→ **PROBLEM REQUIREMENTS**
Write the records out again exactly, leaving no images in.

## Start STORED DATA

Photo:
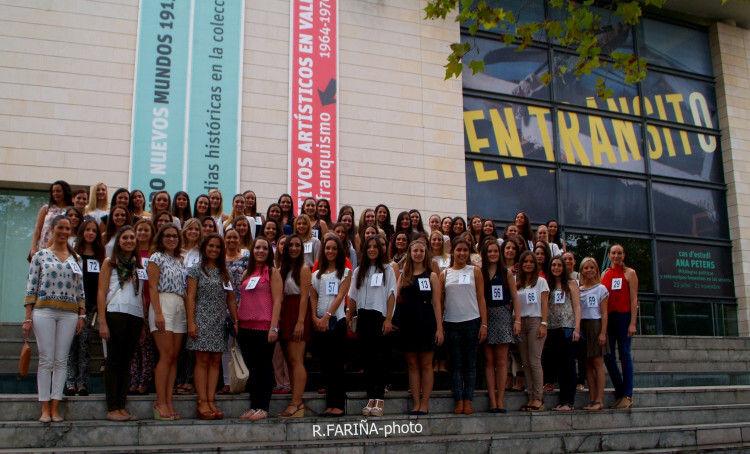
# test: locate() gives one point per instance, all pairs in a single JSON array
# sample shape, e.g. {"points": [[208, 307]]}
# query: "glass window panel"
{"points": [[679, 99], [524, 11], [506, 70], [693, 270], [490, 194], [728, 325], [18, 210], [675, 46], [637, 254], [603, 202], [582, 90], [684, 154], [595, 141], [614, 34], [685, 210], [498, 128], [647, 317], [687, 319]]}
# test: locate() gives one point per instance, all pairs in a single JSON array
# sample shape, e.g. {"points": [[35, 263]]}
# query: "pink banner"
{"points": [[313, 102]]}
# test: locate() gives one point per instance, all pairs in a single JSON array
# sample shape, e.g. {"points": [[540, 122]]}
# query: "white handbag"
{"points": [[238, 373]]}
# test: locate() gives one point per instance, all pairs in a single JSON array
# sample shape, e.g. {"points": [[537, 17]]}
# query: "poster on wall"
{"points": [[187, 96], [313, 102], [693, 270]]}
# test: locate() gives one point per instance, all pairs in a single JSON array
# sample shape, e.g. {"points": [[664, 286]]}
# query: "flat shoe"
{"points": [[594, 406], [118, 418]]}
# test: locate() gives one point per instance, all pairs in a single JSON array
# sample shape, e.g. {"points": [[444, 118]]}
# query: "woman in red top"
{"points": [[261, 294], [622, 283]]}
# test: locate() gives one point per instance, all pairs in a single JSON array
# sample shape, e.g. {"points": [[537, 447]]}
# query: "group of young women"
{"points": [[302, 280]]}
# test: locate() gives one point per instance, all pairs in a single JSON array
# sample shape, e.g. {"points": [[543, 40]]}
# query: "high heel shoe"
{"points": [[204, 415], [377, 410], [218, 414], [159, 416], [367, 411], [297, 412]]}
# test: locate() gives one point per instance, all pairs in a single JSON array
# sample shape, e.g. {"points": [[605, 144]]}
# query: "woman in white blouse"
{"points": [[465, 321], [330, 284], [373, 295], [533, 294]]}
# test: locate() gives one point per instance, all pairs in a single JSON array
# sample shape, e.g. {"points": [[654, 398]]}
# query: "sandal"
{"points": [[297, 411], [224, 390], [624, 403], [258, 415], [563, 407], [594, 406], [377, 410]]}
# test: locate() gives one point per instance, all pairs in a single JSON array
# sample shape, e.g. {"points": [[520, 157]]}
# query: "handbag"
{"points": [[24, 360], [238, 373]]}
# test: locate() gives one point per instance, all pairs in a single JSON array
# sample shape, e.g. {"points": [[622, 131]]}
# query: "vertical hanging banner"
{"points": [[159, 96], [215, 97], [187, 97], [313, 101]]}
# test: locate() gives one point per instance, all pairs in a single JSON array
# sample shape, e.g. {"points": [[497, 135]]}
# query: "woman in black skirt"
{"points": [[420, 322]]}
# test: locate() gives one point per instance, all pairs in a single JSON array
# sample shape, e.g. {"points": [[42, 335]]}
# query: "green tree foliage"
{"points": [[581, 30]]}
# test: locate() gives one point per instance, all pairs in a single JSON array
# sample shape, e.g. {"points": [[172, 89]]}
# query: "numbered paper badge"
{"points": [[75, 268], [92, 265], [252, 282], [531, 297], [332, 287], [559, 297]]}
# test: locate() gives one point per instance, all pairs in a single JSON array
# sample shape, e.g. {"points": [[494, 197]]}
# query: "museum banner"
{"points": [[187, 96], [313, 101]]}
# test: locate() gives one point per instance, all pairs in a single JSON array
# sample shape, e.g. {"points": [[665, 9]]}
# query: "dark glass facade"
{"points": [[642, 168]]}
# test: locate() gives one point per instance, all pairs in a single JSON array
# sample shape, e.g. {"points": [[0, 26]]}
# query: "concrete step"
{"points": [[511, 427], [24, 407], [660, 439], [642, 342]]}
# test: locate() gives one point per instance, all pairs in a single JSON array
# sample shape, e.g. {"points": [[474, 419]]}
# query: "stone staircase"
{"points": [[669, 419], [692, 395]]}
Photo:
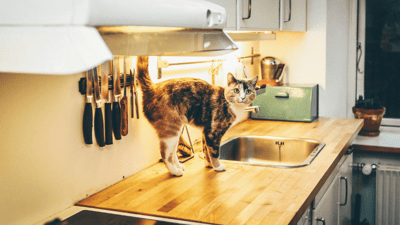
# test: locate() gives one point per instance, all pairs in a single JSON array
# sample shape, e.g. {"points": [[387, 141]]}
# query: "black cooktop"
{"points": [[86, 217]]}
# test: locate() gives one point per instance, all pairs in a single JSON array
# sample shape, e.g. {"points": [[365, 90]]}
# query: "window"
{"points": [[378, 74]]}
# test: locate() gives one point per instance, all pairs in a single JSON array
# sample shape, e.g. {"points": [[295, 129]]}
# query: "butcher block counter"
{"points": [[242, 194]]}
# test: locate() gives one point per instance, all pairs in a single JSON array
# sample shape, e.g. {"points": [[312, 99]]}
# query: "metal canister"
{"points": [[268, 67]]}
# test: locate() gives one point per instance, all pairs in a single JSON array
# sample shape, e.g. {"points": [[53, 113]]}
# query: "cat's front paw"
{"points": [[178, 172], [220, 168], [208, 164]]}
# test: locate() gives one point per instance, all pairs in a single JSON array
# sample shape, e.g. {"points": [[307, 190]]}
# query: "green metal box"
{"points": [[290, 103]]}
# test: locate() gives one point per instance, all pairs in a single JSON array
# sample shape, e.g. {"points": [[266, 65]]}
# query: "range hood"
{"points": [[72, 36]]}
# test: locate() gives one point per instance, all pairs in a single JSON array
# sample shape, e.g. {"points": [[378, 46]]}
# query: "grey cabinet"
{"points": [[345, 190], [293, 15], [231, 11], [265, 15], [332, 204], [327, 212]]}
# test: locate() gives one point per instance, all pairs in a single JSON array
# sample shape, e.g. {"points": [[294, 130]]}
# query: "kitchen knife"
{"points": [[116, 113], [132, 99], [88, 112], [124, 107], [136, 100], [107, 104], [98, 114]]}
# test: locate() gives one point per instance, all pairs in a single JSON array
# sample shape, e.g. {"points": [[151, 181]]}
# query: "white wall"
{"points": [[318, 56], [45, 167]]}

## End STORED DATA

→ **PROBLEM SOLUTION**
Photo:
# test: locate() gives one point per instance, all pairs in a single JSON array
# sample shape, e.g. {"points": [[208, 307]]}
# query: "glass window panel"
{"points": [[679, 99], [524, 11], [506, 70], [693, 270], [490, 194], [728, 325], [18, 210], [675, 46], [637, 254], [603, 202], [582, 90], [684, 154], [595, 141], [614, 34], [685, 210], [498, 128], [647, 317], [687, 319]]}
# test: locate() gives one point per instance, all pairs in a single JSON array
# sample shape, e.g. {"points": [[35, 263]]}
# query: "pink banner"
{"points": [[313, 102]]}
# test: locate() gives one point per instance, all pairs in a single JSON array
# sample shape, e.g. {"points": [[540, 122]]}
# query: "white handbag"
{"points": [[238, 373]]}
# test: locate() gives one point per instance, all pairs in a single JSON array
# sample shape, e.g. {"points": [[537, 17]]}
# query: "poster on wall"
{"points": [[187, 96], [313, 102], [693, 270]]}
# test: locate() gives one point per instance, all pairs in a single JSON array
# sample shape, e.g. {"points": [[664, 286]]}
# query: "flat shoe"
{"points": [[594, 406], [118, 418]]}
# test: locate() gives one point per instance, all pairs in a single JSON array
# sample shape, e.g. {"points": [[444, 118]]}
# query: "woman in red top"
{"points": [[261, 294], [622, 283]]}
# test: locate() gives one point per instance, all pairs in a single JSON array
# sample shape, e.g. {"points": [[537, 447]]}
# query: "group of young women"
{"points": [[302, 280]]}
# test: locate() gives one point per instance, all pairs in a single JSON array
# sample shape, e.g. {"points": [[543, 40]]}
# query: "high heel shoe"
{"points": [[204, 415], [377, 410], [218, 414], [159, 416], [367, 411], [297, 412]]}
# test: locate() gives one point per instance, all pairs in a single JSON array
# sample shape, e.g. {"points": [[605, 144]]}
# query: "woman in white blouse"
{"points": [[465, 321], [330, 284], [373, 295], [533, 294]]}
# test: locate() gives one point per instance, all pairs in a single JSON array
# sample shape, e.g. {"points": [[654, 398]]}
# query: "sandal"
{"points": [[297, 411], [224, 390], [624, 403], [258, 415], [563, 407], [594, 406], [377, 410]]}
# test: locate() gives one point per instance, all pairs in a single JSON array
# sample shape, e.g. {"points": [[520, 157]]}
# query: "handbag"
{"points": [[24, 360], [238, 373]]}
# test: locate() gives one point per instance, all pairs in a single JSON array
# sample shape, e.g. {"points": [[622, 131]]}
# query: "vertical hanging banner"
{"points": [[159, 96], [215, 97], [187, 97], [313, 101]]}
# test: locate() gives one point per instance, all pairs in a single JSON array
# sample shape, e.g. {"points": [[497, 135]]}
# query: "woman in black skirt"
{"points": [[420, 322]]}
# test: locate() gives one point per instance, all pairs in a single JSON array
# sample shape, e.g. {"points": [[42, 335]]}
# query: "green tree foliage"
{"points": [[581, 30]]}
# test: locate() gives one point per instance, all pairs in a single JSON array
# sample shape, e.g. {"points": [[172, 89]]}
# query: "numbered paper badge"
{"points": [[75, 268], [92, 265], [252, 282], [531, 297], [332, 287], [559, 297]]}
# test: locate() gives one point per instance, all pairs in a single JSON array
# sample shape, e.g. {"points": [[494, 197]]}
# query: "museum banner"
{"points": [[187, 96], [313, 101]]}
# test: locate() gives one point per instance, all pairs in a single JSON array
# sample shape, e.g. {"points": [[665, 9]]}
# query: "dark glass facade"
{"points": [[642, 168]]}
# test: locate() gives one point per instance, all pairs in a single JSON array
# sample shape, e.g. {"points": [[0, 26]]}
# query: "concrete step"
{"points": [[511, 427], [24, 407], [660, 439], [642, 342]]}
# test: locate() gives one point per instance, all pairs in a single JSON array
# sample shape, e.g. {"points": [[474, 419]]}
# query: "stone staircase"
{"points": [[669, 419], [692, 395]]}
Photo:
# test: locate() gives one point per instance, all pairs in a single JSON array
# sample shape, e.g. {"points": [[387, 141]]}
# query: "black cooktop"
{"points": [[86, 217]]}
# test: locate() gives one point per instance, all pairs in a single JSON array
# sample shape, e.g. {"points": [[365, 90]]}
# query: "window"
{"points": [[378, 74]]}
# test: locate() gives one point per instance, all pairs in a single JSON array
# sample shape, e.g. {"points": [[295, 129]]}
# query: "butcher block counter"
{"points": [[242, 194]]}
# test: locate() gives one point per instance, all pairs in a single JSON array
# sample shape, e.g. {"points": [[312, 99]]}
# query: "metal canister"
{"points": [[268, 67]]}
# test: locate() gives one point per instance, all pairs in a single JSON array
# sample shape, e.g. {"points": [[53, 113]]}
# query: "cat's front paw"
{"points": [[178, 172], [220, 168], [208, 164]]}
# test: locate() gives one point per instance, all pairs in a single JSON array
# sample shape, e.g. {"points": [[307, 190]]}
# query: "green metal box"
{"points": [[290, 103]]}
# test: locate() gives one point per instance, all pairs in a single JSON array
# sample shape, e.g. {"points": [[266, 65]]}
# query: "range hood"
{"points": [[72, 36]]}
# test: locate() gives one point per instance, all pairs in a single JSON array
# sample shape, e.g. {"points": [[378, 46]]}
# query: "grey cabinet"
{"points": [[345, 190], [293, 15], [231, 11], [265, 15], [332, 204], [327, 212]]}
# test: locate() gives one point per instance, all pairs in a single JSON array
# sample shape, e.g. {"points": [[294, 130]]}
# query: "kitchen knife"
{"points": [[116, 113], [132, 99], [88, 112], [124, 107], [136, 100], [107, 104], [98, 114]]}
# test: locate() gives one point per instance, all pairs in a single JSON array
# sample shape, e.g. {"points": [[151, 181]]}
# query: "white wall"
{"points": [[318, 56], [45, 167]]}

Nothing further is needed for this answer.